SELECTED PASSAGE →
───

The NHL map is finally in order with Detroit and Columbus heading east, and Winnipeg moving west.
"We're thrilled, absolutely thrilled," Blue Jackets executive John Davidson said on a telephone conference call Thursday, shortly after the realignment plan was approved in a vote by the league's board of governors.
The new format goes into effect next season, and will feature two eight-team divisions in the Eastern Conference, including the Red Wings and Blue Jackets. The Jets will now be part of a Western Conference that's made up of two seven-team divisions.
It's a plan that Commissioner Gary Bettman called "fan-friendly," because it aligns teams by divisions that are mostly in the same time zones. And Bettman noted it will re-establish numerous rivalries by geography and tradition.
Detroit returns to the East in a yet-to-be named division that will feature three other Original Six franchises, Toronto, Boston and Montreal. And Winnipeg is now part of a central-based division after having spent the past two years playing in the Southeast.

───

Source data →
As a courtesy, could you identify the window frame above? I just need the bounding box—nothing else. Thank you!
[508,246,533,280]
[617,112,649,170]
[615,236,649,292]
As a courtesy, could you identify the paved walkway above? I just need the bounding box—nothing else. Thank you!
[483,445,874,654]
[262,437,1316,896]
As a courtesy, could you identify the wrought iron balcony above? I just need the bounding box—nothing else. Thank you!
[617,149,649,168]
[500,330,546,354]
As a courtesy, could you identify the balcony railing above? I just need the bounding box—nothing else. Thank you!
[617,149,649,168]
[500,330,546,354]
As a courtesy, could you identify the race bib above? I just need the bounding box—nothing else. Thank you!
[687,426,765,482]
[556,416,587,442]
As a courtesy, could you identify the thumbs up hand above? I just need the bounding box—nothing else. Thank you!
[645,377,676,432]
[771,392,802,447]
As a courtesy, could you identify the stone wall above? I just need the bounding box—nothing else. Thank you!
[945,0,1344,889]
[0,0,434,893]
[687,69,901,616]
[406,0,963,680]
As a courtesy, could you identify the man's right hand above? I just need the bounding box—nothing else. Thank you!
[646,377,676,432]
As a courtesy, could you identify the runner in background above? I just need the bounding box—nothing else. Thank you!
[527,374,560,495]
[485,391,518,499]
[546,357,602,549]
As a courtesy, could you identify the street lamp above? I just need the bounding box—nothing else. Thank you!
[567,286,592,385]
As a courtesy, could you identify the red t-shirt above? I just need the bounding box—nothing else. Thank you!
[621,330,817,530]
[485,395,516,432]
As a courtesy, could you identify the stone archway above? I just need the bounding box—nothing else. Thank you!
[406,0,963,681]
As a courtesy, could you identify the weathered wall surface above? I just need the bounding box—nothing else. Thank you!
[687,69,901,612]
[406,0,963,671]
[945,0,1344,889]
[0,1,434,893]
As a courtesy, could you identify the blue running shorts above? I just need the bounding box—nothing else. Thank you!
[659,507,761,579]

───

WORK REQUEST A → Copy the stretch of the NHL realignment article from "The NHL map" through "geography and tradition.".
WORK REQUEST B → Carry the NHL realignment article forward from its last sentence.

RESULT A →
The NHL map is finally in order with Detroit and Columbus heading east, and Winnipeg moving west.
"We're thrilled, absolutely thrilled," Blue Jackets executive John Davidson said on a telephone conference call Thursday, shortly after the realignment plan was approved in a vote by the league's board of governors.
The new format goes into effect next season, and will feature two eight-team divisions in the Eastern Conference, including the Red Wings and Blue Jackets. The Jets will now be part of a Western Conference that's made up of two seven-team divisions.
It's a plan that Commissioner Gary Bettman called "fan-friendly," because it aligns teams by divisions that are mostly in the same time zones. And Bettman noted it will re-establish numerous rivalries by geography and tradition.

RESULT B →
Without providing details, Bettman said the vote conducted by email was not unanimous, but "well in excess" of the two-thirds majority required.
The new format also creates changes in determining the 16-team playoff field. The top three teams in each division will qualify for the postseason. The next two teams with the best records in each conference will then earn wild-card berths.
Cleveland signing: The Cleveland Browns have agreed to terms with running back Chris Ogbonnaya (O-bin-eye-ya) on a two-year contract.
Ogbonnaya made one start and played in 15 games last season, usually replacing Trent Richardson on third down. He finished with 24 receptions for 187 yards and gained 30 yards on eight carries.
Bryant apologizes: Browns defensive lineman Desmond Bryant put on a much better face than the one that went viral recently.
Bryant, who signed a five-year, $34 million free agent contract with Cleveland earlier this week, apologized Thursday for his recent arrest, which was followed by his infamous police mug shot -- his eyes half closed, his tongue sticking out -- that became a social media target and was lampooned by late-night TV talk show host Jimmy Kimmel.
No tuck rule?: The tuck rule could disappear from NFL games if owners approve a proposal from the competition committee to dump it.
The owners also will consider a change to instant replay rules allowing for a video review even when a coach makes an illegal challenge.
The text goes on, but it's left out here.